**TEXT EXCERPT:**
"""
W.L.Weller wrote: Thu Sep 18, 2025 2:41 pm
You're welcome, it's a good reminder that it's worth talking about the good stuff (even if it's good stuff about bad stuff) one comes across, since everyone's feeds/algorithms/apps are so balkanized.
Dang I need a raise so I can subscribe to more stuff.
That video was the perfect antidote to the video I posted. Initially I was sort of going along with them, but it got increasingly unhinged as it went. I read The Future of the Professions a few years ago because I'm an architect, well I now am the technology manager at a firm after a career pivot, and its a job that is definitely ripe for AI disruption. We're seeing it already with automated apartment layout tools and in visualization tools like Mid Jounery. But so far the deep tools are far from "there" or ever close. A friend of mine is a lawyer that worked at Freshfields Bruckhaus Deringer, they have been using LLM for paralegal work for a long time. Lawyers are definitely in line for some disruption. But like Angela says in the video you posted... you can't have an economy based on bots talking to each other.
As I said earlier, I don't really see LLMs as "AI"... there's not really any intelligence in there, or even in pattern recognition "AI"... Great tools, but "intelligent" only in so far as they seem that way. But that doesn't mean they are.
An interesting watch. I have no idea if the interviewee is right. I normally avoid the host. But worth watching.
I watched the first 25 minutes. I said previously I should withhold my comments but I’m now +2 beers.
It alternates between hard-hitting truths, weird analogies (guessing intentional, knowing there will be many people watching who don’t know AI from a hole in the ground), and bombastic predictions that are WAY TOO SOON in the future (though will probably eventually happen).
I might watch more later, but I anticipate more of the same, and I know how it ends..
It’s pretty crazy that I interviewed this guy 5 years ago.
this is the guy that won the nobel prize
designing proteins, lots of weird and exciting stuff coming in the next few years.
"""
**EXTRACTED ENTRIES:**
"""
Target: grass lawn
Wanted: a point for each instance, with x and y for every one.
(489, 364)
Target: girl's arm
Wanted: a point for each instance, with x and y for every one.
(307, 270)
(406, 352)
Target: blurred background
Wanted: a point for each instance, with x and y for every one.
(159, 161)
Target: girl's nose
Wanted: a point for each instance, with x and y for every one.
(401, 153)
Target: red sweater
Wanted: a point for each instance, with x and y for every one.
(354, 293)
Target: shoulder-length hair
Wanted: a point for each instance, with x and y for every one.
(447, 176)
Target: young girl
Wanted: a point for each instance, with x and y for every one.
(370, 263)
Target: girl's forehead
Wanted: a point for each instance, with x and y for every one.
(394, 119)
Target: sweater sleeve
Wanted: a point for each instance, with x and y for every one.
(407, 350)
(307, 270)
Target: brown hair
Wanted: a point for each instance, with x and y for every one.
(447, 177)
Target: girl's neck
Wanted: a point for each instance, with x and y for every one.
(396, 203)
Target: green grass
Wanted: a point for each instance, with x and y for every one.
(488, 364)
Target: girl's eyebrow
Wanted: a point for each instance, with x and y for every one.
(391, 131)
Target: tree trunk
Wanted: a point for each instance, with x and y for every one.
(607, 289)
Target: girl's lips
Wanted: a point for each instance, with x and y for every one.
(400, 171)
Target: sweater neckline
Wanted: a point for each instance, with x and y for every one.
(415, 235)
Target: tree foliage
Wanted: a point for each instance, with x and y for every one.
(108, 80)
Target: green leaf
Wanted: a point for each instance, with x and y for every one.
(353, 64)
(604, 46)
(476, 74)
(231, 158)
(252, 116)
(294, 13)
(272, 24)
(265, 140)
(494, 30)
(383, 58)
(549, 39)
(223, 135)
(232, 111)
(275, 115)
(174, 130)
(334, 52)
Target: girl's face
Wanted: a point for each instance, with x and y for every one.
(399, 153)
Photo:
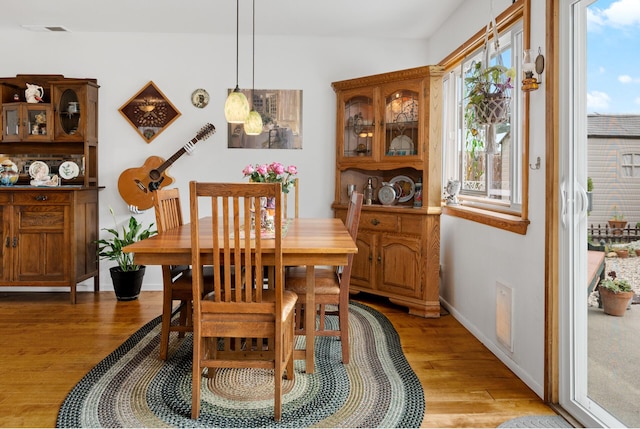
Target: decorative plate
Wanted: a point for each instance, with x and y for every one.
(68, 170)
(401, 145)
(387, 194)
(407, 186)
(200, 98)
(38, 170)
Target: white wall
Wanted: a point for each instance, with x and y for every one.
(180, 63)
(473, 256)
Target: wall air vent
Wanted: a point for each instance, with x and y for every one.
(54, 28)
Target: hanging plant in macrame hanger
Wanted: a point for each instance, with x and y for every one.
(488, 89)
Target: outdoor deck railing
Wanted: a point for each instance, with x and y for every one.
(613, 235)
"""
"""
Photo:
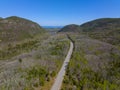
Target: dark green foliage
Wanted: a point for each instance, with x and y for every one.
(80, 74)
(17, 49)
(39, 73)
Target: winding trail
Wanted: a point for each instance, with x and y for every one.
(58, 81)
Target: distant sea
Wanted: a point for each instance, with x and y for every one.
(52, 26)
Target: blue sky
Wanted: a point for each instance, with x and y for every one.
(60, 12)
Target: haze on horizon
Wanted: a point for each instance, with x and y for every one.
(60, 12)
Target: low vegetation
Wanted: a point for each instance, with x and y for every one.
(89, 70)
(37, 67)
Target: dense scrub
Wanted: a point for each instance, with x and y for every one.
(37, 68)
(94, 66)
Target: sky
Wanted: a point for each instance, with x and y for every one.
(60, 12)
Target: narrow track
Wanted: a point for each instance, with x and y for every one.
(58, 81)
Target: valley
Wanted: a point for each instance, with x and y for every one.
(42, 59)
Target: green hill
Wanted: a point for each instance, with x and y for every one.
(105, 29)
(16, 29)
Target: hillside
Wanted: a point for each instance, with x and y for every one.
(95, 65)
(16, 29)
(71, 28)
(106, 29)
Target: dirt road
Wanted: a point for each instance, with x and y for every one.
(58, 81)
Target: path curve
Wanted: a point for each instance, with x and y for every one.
"""
**STUDY QUESTIONS:**
a) Answer these about the AI forum thread above, one answer per line:
(i) What job does the poster who trained as an architect now hold?
(ii) Which firm did that poster's lawyer friend work at?
(iii) How much of the video did the poster with "+2 beers" watch?
b) In the AI forum thread, why did the architect read The Future of the Professions? Answer in one to three sentences.
c) Could you resume the AI forum thread above from its last post?

**REPLIES:**
a)
(i) Technology manager at a firm, after a career pivot.
(ii) Freshfields Bruckhaus Deringer.
(iii) The first 25 minutes.

b) The poster read it because they are an architect, now a technology manager at a firm, and that job is ripe for AI disruption. They say the disruption is already visible in automated apartment layout tools and in visualization tools.

c)
Re: Thing: Artificial Intelligence
Posted: Mon Sep 22, 2025 10:53 am
by enframed
hbiden@onlyfans.com wrote: Sun Sep 21, 2025 9:22 pm
this is the guy that won the nobel prize
designing proteins, lots of weird and exciting stuff coming in the next few years.
An interesting watch. I have no idea if the interviewee is right. I normally avoid the host. But worth watching.
I watched the first 25 minutes. I said previously I should withhold my comments but I’m now +2 beers.
It alternates between hard-hitting truths, weird analogies (guessing intentional, knowing there will be many people watching who don’t know AI from a hole in the ground), and bombastic predictions that are WAY TOO SOON in the future (though will probably eventually happen).
I might watch more later, but I anticipate more of the same, and I know how it ends..
It’s pretty crazy that I interviewed this guy 5 years ago.
"Ooh, look at me! I have 6.4M views!" barf
Re: Thing: Artificial Intelligence
Posted: Thu Nov 20, 2025 7:59 am
by losthighway
Tech CEOs willingness to sink hundreds of billions into the possibility of technology replacing labor, while cutting human labor is really something. "One day AI is going to do some things we haven't thought of," that's good enough for a trillion dollar bet and a hive of power guzzling tech centers.
Hearing Mark Zuckerberg frothing over a near future where none of the new coding on the web is done by people is pretty gross.